Find every line in the data below that contains the word "snow" and copy each one out.

-- Extracted records start --

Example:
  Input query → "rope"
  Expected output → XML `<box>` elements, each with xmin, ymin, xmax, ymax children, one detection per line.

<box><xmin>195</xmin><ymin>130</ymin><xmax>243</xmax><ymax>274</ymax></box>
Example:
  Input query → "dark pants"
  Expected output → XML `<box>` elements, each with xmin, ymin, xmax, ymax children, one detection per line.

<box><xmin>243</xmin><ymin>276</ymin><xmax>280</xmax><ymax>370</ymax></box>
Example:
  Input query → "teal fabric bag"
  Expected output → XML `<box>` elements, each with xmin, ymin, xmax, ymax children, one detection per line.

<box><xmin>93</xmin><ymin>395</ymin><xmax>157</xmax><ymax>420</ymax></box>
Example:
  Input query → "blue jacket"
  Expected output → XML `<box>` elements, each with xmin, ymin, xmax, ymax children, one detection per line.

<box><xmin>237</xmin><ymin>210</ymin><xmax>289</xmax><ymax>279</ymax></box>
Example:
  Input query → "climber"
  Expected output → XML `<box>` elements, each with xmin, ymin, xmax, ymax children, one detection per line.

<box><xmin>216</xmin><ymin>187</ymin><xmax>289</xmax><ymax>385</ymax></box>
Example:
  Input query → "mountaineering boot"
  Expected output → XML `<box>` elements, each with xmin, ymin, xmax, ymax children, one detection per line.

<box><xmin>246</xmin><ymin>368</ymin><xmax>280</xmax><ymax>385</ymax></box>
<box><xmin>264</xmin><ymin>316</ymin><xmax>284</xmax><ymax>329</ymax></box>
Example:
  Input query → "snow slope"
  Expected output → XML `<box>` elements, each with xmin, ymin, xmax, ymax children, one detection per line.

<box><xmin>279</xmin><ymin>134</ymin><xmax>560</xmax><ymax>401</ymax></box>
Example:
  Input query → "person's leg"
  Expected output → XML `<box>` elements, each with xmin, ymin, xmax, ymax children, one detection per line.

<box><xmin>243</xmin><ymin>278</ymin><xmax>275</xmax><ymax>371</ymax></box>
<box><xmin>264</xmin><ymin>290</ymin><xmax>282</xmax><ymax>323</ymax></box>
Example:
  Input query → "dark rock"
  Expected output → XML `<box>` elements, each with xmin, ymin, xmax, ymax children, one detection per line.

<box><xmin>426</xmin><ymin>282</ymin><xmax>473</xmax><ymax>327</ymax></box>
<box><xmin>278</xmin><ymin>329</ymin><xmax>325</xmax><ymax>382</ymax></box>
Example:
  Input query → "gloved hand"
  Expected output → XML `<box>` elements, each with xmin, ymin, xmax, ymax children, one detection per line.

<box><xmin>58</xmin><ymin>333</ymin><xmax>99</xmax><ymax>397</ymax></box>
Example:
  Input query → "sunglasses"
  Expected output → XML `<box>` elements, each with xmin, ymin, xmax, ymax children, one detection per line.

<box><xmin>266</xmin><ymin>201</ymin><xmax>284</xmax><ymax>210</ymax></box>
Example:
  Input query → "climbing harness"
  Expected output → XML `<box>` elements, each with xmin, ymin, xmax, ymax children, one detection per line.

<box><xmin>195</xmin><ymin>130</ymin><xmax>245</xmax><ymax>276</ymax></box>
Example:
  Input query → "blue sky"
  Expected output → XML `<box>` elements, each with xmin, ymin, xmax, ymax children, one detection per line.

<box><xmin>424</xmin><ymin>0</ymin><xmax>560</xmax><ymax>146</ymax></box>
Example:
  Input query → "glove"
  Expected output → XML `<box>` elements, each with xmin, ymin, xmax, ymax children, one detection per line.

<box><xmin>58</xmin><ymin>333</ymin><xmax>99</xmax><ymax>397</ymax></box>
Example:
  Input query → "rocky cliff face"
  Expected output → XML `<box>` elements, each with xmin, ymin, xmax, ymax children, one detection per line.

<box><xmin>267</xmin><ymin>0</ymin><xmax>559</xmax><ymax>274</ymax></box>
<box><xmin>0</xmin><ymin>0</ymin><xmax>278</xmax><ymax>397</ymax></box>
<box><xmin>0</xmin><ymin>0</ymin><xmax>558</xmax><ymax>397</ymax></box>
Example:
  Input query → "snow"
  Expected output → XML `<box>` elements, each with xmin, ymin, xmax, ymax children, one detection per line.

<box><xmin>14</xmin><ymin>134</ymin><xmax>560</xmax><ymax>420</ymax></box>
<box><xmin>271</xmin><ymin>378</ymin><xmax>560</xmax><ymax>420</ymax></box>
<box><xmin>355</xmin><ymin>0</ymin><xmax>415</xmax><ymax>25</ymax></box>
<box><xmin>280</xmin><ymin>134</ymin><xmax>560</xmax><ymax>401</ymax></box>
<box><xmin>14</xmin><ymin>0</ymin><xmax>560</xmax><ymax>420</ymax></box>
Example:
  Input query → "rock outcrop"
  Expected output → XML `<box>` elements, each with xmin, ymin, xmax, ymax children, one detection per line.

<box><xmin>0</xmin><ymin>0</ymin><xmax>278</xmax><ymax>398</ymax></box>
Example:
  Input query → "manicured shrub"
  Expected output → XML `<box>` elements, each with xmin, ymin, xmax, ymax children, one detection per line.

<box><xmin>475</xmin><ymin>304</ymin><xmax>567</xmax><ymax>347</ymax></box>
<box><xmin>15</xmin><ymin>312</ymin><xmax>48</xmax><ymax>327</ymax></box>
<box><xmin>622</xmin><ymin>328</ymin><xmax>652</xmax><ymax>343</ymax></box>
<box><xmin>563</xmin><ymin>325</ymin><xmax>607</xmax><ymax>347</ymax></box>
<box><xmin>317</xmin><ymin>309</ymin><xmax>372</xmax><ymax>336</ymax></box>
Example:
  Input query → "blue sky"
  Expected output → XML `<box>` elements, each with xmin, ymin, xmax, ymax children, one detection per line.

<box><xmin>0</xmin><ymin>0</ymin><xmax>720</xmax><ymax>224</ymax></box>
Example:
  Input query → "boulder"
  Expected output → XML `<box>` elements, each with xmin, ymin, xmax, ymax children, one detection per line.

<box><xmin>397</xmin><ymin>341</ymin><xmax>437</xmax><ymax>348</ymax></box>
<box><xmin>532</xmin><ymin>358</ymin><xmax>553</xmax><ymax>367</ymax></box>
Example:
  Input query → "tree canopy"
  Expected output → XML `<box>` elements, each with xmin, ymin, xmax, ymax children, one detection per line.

-- Extracted records end --

→ Written reply:
  Input query → "snow slope"
  Input query → "snow"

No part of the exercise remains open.